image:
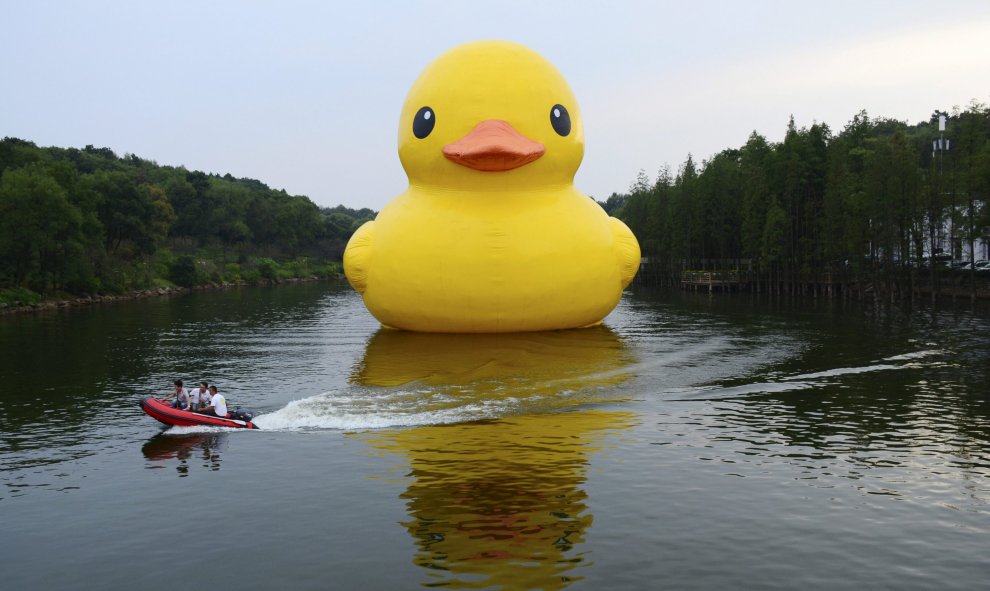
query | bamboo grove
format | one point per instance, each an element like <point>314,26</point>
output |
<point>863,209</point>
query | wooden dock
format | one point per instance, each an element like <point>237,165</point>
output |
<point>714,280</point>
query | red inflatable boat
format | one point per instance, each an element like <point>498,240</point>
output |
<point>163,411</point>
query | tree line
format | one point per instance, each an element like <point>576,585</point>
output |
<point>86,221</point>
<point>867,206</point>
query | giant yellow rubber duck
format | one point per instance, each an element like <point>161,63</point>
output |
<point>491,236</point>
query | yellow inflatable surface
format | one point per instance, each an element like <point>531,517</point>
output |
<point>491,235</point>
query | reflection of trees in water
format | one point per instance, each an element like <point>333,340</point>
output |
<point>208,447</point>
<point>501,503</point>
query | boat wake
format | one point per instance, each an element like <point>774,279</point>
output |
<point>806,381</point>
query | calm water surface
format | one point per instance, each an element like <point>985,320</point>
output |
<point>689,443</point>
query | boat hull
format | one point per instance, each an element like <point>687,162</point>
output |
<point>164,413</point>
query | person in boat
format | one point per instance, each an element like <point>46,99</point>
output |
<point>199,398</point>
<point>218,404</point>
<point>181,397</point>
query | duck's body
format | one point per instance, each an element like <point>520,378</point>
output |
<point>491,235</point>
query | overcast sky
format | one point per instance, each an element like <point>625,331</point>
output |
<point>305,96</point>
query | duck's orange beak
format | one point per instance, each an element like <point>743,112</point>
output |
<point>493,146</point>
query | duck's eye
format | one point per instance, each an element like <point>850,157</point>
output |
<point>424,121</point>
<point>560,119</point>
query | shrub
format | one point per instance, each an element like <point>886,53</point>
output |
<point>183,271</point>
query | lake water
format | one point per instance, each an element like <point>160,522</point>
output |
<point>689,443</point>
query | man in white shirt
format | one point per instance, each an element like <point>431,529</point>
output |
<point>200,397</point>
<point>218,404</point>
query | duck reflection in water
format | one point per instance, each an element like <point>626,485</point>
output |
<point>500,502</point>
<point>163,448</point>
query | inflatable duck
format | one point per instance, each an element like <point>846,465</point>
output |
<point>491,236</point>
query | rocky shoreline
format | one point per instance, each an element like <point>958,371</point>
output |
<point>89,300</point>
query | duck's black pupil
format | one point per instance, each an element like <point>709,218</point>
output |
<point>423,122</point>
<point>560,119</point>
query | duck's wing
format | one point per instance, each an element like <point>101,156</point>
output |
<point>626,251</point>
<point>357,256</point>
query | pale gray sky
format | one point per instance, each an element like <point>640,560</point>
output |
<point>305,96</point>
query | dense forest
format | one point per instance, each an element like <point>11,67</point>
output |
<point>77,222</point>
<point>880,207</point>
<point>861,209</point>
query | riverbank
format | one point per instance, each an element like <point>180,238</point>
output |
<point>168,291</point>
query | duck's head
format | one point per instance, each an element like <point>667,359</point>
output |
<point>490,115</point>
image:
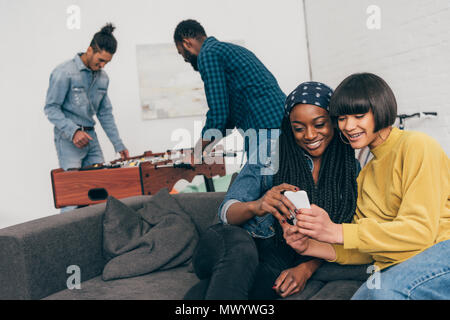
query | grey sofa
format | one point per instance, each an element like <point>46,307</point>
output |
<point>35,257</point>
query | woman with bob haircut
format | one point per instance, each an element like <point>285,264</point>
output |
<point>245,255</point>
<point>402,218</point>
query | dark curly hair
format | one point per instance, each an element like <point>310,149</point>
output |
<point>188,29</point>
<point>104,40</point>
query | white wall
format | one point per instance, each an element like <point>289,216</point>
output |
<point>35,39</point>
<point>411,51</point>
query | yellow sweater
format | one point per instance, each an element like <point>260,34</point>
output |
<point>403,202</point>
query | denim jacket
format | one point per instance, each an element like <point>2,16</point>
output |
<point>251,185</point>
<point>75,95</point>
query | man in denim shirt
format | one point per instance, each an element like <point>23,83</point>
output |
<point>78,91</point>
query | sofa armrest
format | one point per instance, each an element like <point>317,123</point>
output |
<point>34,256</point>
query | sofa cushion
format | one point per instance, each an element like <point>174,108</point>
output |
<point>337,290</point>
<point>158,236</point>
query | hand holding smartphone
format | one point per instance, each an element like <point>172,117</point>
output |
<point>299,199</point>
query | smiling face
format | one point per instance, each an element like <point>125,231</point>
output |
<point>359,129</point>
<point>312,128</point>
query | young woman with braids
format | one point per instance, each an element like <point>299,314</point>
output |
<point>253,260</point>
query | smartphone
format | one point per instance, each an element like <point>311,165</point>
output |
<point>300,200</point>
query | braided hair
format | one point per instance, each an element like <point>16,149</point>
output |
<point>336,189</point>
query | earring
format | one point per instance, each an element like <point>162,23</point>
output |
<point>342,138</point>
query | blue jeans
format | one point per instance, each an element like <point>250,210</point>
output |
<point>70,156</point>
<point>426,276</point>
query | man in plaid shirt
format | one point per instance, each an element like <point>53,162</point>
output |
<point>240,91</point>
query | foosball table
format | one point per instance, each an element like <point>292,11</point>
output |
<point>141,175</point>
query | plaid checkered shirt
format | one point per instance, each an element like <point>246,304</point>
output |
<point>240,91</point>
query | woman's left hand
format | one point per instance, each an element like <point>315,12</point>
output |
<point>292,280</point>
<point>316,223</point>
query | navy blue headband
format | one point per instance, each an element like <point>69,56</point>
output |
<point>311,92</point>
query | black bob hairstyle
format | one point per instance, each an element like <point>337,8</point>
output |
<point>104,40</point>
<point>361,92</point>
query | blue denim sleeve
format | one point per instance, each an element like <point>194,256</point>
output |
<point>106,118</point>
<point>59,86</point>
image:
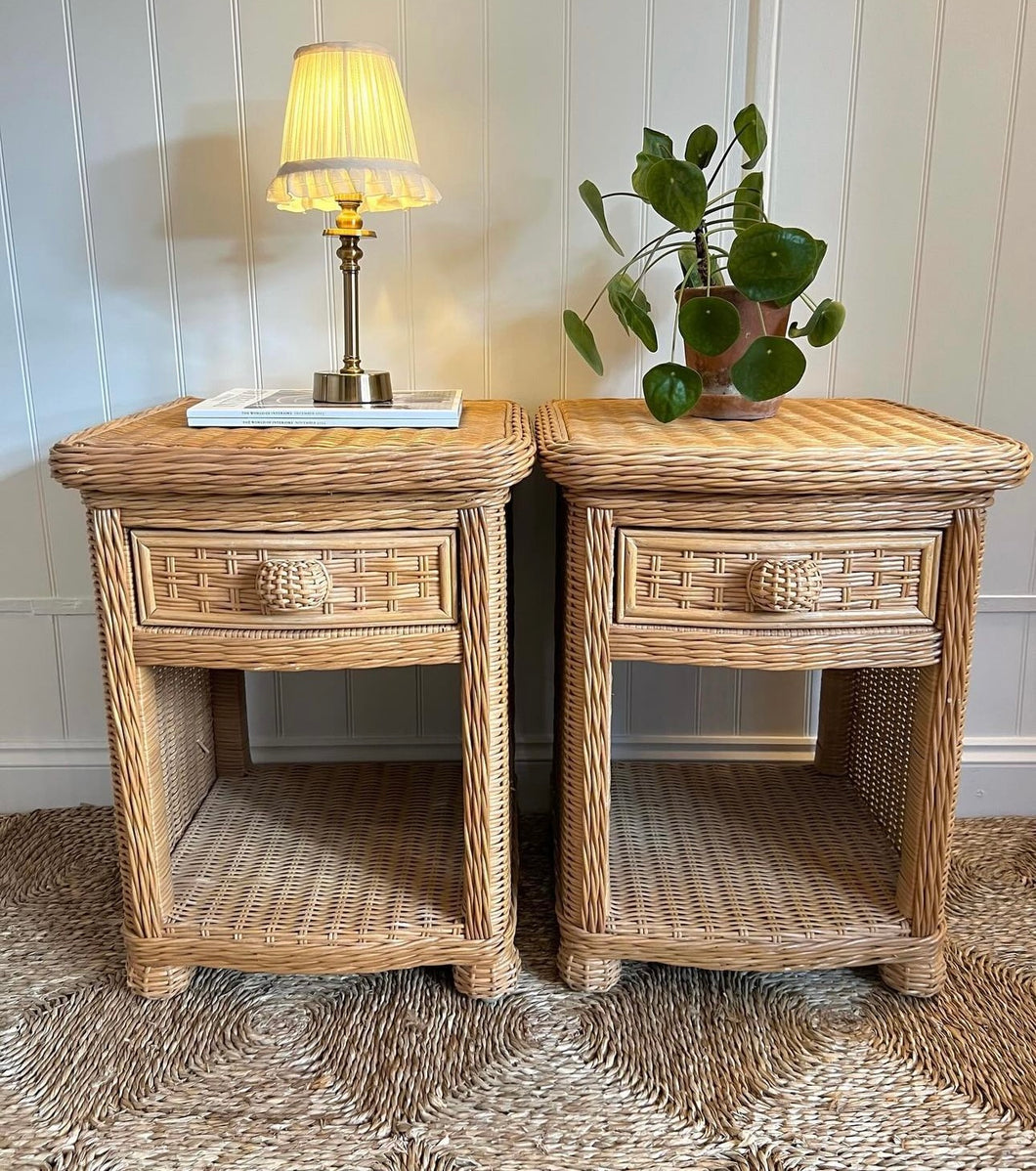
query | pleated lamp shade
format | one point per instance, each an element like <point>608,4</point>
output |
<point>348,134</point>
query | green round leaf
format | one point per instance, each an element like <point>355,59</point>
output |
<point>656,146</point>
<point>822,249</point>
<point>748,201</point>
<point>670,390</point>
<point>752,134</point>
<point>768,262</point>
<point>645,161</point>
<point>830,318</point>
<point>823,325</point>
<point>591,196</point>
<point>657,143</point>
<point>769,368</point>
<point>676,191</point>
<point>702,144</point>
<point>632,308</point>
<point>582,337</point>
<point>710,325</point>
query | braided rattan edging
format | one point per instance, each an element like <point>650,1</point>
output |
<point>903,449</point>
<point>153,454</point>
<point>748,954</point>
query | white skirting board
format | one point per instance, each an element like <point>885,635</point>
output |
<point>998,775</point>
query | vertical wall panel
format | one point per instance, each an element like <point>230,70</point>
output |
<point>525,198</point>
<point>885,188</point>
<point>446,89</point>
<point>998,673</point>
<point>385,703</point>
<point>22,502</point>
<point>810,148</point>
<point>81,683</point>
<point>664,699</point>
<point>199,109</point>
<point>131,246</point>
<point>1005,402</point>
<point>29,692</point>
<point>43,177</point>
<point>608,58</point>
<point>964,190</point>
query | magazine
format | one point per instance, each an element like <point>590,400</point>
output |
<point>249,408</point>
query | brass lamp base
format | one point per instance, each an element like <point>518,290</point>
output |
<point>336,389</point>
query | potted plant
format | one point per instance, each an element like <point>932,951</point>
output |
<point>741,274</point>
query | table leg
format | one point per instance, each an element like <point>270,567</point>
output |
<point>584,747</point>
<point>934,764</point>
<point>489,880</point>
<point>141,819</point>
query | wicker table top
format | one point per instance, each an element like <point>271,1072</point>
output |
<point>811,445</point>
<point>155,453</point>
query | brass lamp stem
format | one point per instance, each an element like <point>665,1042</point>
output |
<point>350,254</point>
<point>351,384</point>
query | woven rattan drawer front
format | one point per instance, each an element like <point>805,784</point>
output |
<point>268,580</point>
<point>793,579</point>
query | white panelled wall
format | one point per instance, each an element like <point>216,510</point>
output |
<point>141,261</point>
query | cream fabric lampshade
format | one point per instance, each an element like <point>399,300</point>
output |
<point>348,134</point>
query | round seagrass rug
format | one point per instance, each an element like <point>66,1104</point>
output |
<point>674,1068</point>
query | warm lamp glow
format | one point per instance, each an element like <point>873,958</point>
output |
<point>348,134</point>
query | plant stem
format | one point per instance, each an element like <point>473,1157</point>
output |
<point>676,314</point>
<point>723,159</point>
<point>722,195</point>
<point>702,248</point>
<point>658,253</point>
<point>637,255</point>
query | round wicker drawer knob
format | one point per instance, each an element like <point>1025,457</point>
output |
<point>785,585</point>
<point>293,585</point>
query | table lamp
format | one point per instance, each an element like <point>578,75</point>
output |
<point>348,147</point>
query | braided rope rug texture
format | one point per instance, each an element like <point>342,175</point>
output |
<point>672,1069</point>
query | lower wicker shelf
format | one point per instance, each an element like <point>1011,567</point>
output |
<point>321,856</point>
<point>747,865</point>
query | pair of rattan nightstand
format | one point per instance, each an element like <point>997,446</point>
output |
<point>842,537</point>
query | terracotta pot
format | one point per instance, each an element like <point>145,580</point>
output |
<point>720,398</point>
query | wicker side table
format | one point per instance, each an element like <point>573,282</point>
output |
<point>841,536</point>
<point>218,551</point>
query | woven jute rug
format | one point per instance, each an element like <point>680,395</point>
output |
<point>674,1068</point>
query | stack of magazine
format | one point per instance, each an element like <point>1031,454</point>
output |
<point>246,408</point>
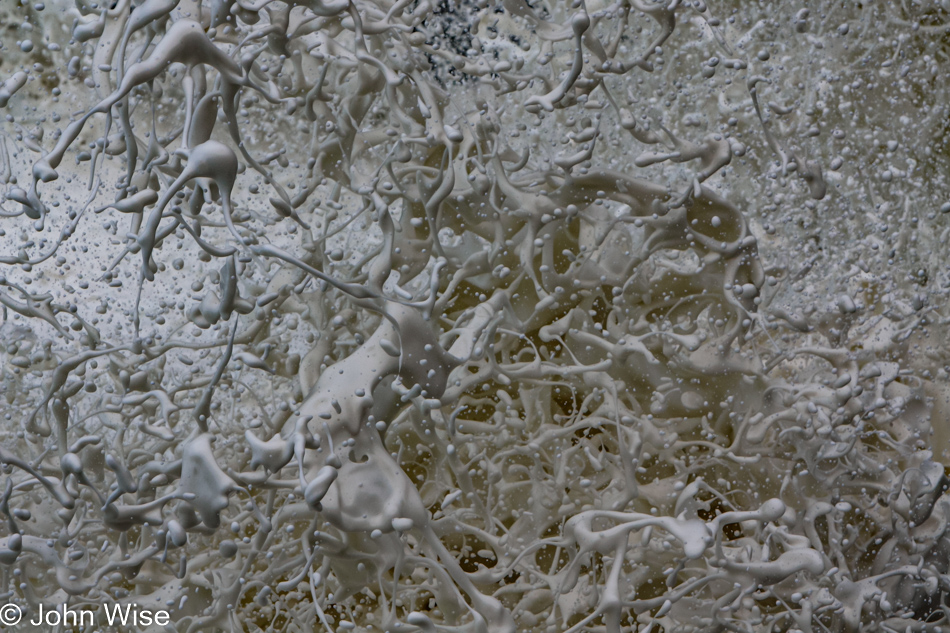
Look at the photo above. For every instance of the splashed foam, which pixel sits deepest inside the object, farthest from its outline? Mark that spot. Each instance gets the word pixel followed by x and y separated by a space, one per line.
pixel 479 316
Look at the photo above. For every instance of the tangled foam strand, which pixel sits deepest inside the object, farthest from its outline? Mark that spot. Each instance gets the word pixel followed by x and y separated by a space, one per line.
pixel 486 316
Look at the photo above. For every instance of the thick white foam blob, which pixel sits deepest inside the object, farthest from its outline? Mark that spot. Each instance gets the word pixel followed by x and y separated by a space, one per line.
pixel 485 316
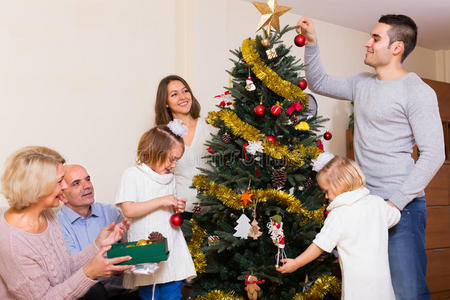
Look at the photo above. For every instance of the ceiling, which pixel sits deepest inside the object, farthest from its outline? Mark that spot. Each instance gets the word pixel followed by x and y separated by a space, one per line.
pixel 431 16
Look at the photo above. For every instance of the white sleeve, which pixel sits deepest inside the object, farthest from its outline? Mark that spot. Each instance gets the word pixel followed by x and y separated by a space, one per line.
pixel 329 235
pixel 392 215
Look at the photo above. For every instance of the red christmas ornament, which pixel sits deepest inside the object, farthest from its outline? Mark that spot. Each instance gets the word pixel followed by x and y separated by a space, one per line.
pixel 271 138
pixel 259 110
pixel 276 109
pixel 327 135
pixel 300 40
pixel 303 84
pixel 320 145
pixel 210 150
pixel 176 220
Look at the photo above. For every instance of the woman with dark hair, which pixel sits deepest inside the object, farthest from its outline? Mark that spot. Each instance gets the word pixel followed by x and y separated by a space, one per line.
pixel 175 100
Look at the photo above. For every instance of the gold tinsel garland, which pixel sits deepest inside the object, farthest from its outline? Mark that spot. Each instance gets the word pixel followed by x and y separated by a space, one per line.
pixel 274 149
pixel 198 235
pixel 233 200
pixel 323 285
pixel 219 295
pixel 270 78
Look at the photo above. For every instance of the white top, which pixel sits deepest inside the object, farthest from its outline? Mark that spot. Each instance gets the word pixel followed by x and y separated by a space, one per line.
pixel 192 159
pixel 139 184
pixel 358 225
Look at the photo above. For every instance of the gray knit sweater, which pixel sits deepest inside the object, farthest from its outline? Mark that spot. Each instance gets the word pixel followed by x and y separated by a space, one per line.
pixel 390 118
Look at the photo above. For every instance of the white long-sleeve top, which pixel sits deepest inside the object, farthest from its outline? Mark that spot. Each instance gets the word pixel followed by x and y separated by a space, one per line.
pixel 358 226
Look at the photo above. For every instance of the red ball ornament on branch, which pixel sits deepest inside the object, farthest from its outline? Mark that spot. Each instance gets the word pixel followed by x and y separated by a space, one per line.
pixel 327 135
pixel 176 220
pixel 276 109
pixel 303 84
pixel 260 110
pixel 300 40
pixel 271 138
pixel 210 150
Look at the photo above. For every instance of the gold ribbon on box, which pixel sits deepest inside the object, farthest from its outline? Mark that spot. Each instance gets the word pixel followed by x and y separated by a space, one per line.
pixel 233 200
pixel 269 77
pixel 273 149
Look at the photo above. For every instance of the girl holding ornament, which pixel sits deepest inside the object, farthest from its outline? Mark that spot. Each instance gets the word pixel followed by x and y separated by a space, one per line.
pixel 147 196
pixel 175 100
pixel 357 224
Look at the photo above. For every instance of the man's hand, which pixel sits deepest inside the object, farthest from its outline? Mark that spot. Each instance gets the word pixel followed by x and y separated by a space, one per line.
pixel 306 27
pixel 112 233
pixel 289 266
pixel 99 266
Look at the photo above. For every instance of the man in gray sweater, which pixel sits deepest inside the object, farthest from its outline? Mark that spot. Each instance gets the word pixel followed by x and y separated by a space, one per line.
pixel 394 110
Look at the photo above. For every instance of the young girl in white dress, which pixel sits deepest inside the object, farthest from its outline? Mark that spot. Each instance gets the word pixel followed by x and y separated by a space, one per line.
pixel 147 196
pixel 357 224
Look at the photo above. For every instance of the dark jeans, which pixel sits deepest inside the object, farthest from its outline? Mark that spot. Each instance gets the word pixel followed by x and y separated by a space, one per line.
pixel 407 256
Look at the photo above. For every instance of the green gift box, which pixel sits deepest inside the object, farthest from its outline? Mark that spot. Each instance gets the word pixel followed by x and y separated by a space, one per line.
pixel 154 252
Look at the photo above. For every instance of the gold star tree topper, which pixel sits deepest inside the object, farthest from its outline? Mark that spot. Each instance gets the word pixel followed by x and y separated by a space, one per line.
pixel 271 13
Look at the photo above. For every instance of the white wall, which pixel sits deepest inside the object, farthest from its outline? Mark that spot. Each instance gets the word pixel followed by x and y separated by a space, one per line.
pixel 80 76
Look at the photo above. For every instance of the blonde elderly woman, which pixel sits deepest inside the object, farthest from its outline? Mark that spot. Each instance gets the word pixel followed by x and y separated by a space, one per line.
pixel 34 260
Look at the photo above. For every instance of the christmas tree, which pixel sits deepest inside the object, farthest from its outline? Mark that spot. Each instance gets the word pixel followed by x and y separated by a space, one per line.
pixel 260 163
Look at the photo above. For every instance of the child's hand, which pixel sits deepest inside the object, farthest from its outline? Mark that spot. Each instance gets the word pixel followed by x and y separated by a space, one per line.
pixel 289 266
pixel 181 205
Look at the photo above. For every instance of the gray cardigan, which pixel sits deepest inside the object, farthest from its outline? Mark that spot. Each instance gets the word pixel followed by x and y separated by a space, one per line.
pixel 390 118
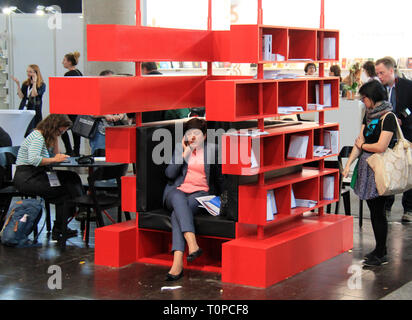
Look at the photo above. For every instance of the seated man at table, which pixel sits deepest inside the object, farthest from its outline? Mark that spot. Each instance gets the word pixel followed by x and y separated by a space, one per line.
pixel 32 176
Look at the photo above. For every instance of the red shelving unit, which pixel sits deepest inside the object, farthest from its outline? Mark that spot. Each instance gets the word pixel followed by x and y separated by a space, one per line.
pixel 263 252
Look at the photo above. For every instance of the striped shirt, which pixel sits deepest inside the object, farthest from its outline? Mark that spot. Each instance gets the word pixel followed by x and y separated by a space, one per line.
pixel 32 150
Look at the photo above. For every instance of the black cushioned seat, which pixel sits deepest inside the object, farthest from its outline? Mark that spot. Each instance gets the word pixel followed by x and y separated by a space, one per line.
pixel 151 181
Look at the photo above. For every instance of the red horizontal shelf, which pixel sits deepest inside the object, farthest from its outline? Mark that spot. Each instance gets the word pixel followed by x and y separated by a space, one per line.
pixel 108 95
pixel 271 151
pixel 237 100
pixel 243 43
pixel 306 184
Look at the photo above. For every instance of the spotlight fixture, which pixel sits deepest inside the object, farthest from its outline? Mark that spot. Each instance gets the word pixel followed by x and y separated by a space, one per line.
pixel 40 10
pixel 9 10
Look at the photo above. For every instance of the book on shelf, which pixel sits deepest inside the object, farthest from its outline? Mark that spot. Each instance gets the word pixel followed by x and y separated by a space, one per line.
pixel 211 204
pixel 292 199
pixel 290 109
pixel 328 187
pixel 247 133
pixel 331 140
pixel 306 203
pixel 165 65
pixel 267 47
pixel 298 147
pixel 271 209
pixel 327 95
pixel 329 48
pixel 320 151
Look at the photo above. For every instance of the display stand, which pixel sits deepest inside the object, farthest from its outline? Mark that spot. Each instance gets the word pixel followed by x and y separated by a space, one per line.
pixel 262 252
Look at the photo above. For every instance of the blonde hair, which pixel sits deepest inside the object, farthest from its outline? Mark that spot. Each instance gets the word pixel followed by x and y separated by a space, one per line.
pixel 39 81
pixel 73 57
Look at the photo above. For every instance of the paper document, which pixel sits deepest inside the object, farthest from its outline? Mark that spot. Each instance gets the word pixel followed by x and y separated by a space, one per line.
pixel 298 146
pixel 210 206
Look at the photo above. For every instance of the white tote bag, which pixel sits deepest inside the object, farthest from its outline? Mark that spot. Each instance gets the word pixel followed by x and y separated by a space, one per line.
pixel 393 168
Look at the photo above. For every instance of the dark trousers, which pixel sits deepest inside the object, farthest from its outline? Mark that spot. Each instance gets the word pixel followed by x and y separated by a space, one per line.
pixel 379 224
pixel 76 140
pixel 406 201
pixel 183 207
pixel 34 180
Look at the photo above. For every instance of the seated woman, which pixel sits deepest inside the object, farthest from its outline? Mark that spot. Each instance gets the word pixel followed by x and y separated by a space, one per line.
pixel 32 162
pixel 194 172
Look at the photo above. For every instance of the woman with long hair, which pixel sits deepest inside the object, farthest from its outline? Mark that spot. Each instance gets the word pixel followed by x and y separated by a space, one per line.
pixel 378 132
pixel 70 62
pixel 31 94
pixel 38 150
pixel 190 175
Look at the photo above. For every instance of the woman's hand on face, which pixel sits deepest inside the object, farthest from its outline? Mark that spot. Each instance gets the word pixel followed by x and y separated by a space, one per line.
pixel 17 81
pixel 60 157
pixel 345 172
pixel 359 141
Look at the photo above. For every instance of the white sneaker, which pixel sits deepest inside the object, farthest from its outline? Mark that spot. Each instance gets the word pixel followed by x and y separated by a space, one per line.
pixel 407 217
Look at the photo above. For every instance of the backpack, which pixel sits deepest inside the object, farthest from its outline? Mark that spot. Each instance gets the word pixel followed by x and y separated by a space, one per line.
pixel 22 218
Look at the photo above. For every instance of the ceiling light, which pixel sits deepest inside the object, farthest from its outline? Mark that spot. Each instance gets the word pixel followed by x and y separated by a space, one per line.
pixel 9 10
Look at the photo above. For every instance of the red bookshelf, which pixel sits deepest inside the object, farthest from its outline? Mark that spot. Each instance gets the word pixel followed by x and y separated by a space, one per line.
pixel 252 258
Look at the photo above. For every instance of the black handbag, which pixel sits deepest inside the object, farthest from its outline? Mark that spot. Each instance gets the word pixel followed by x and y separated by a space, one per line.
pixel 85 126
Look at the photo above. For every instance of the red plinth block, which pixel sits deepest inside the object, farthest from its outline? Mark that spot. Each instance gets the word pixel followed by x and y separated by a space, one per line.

Your instructions> Each line that holds the string "reflection" counts once. Give the total for the listing and nothing else.

Result of this task> 2